• **What is required**:
Output every line of the rows below as a JSON list of strings, one string per line, skipping blank lines. Leave out the pictures.

• **Records provided**:
▽
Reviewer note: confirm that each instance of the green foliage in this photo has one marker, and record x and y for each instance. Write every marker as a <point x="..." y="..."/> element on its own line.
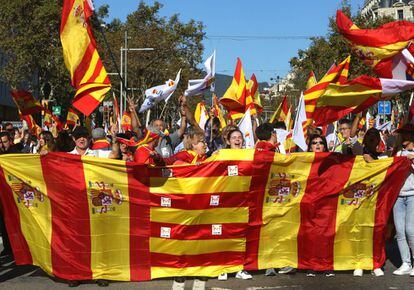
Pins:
<point x="325" y="51"/>
<point x="30" y="45"/>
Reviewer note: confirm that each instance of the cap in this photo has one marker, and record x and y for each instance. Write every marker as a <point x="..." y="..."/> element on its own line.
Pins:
<point x="80" y="132"/>
<point x="406" y="129"/>
<point x="98" y="133"/>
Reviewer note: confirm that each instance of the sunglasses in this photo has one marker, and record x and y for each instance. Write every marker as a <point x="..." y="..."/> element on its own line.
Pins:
<point x="317" y="142"/>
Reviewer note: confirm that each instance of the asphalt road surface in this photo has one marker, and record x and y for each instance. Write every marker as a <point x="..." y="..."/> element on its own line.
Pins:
<point x="30" y="277"/>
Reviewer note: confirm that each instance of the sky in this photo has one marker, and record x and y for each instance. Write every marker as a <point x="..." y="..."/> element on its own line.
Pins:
<point x="286" y="22"/>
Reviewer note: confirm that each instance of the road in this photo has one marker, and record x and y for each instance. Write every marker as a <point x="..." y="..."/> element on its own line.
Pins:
<point x="30" y="277"/>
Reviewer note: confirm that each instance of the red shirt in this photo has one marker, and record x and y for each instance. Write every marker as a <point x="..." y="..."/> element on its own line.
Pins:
<point x="186" y="156"/>
<point x="266" y="146"/>
<point x="146" y="155"/>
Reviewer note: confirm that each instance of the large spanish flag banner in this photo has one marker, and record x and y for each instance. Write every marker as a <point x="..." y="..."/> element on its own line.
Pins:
<point x="82" y="218"/>
<point x="377" y="47"/>
<point x="355" y="96"/>
<point x="87" y="72"/>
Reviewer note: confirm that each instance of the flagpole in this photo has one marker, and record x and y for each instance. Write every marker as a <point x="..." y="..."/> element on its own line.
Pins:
<point x="114" y="63"/>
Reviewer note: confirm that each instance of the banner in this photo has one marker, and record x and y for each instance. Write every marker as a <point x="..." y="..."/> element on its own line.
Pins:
△
• **Result of this exercise**:
[
  "Reviewer note: confirm that each instance of the green foliage in this photo has one marker, and record x and y for each instance. Write every marker as a <point x=\"...\" y=\"...\"/> element on its own line.",
  "Pins:",
  "<point x=\"325\" y=\"51\"/>",
  "<point x=\"30\" y=\"45\"/>",
  "Reviewer note: confirm that each instance of the cap in this photo has one marker, and record x and y for each instance. Write every marker as a <point x=\"...\" y=\"...\"/> element on its own line.",
  "Pins:",
  "<point x=\"80\" y=\"132\"/>",
  "<point x=\"406\" y=\"129\"/>",
  "<point x=\"98\" y=\"133\"/>",
  "Reviewer note: confirm that each instance of the sunglasses in this photo has one marker, and record x and y for each instance. Write every marker as a <point x=\"...\" y=\"...\"/> element on its own line.",
  "Pins:",
  "<point x=\"317\" y=\"142\"/>",
  "Reviewer note: confirm that each instance of the asphalt road surface in this photo has one marker, and record x and y for each instance. Write every marker as a <point x=\"...\" y=\"...\"/> element on its own line.",
  "Pins:",
  "<point x=\"30\" y=\"277\"/>",
  "Reviewer note: confirm that each instance of the sky in this photo has one marker, and record x and y for each instance. Write every marker as a <point x=\"...\" y=\"...\"/> element on its own line.",
  "Pins:",
  "<point x=\"286\" y=\"22\"/>",
  "Reviewer note: confirm that each instance of the road in this photo has one marker, and record x and y for each instance. Write every marker as a <point x=\"...\" y=\"...\"/> element on its own line.",
  "Pins:",
  "<point x=\"30\" y=\"277\"/>",
  "Reviewer note: confirm that each instance of the red shirt in this photo has one marker, and record x and y for each instance. Write every marker as a <point x=\"...\" y=\"...\"/> element on its own line.",
  "Pins:",
  "<point x=\"186\" y=\"156\"/>",
  "<point x=\"266\" y=\"146\"/>",
  "<point x=\"146\" y=\"155\"/>",
  "Reviewer note: confirm that each instance of the large spanish flag banner in this photo has one marker, and record x and y for each instance. Write every marker as a <point x=\"...\" y=\"...\"/> element on its own line.",
  "Pins:",
  "<point x=\"82\" y=\"218\"/>",
  "<point x=\"377\" y=\"47\"/>",
  "<point x=\"355\" y=\"96\"/>",
  "<point x=\"87\" y=\"72\"/>",
  "Reviewer note: confirm that each instance of the flagpole in this photo has one marker, and record x and y for each instance. Write every marker as a <point x=\"...\" y=\"...\"/> element on its own line.",
  "Pins:",
  "<point x=\"114\" y=\"63\"/>",
  "Reviewer note: confirm that each instance of the banner in this photo has one marker, and record x and y for each instance. Write every marker as a <point x=\"...\" y=\"...\"/> element on its own line.",
  "Pins:"
]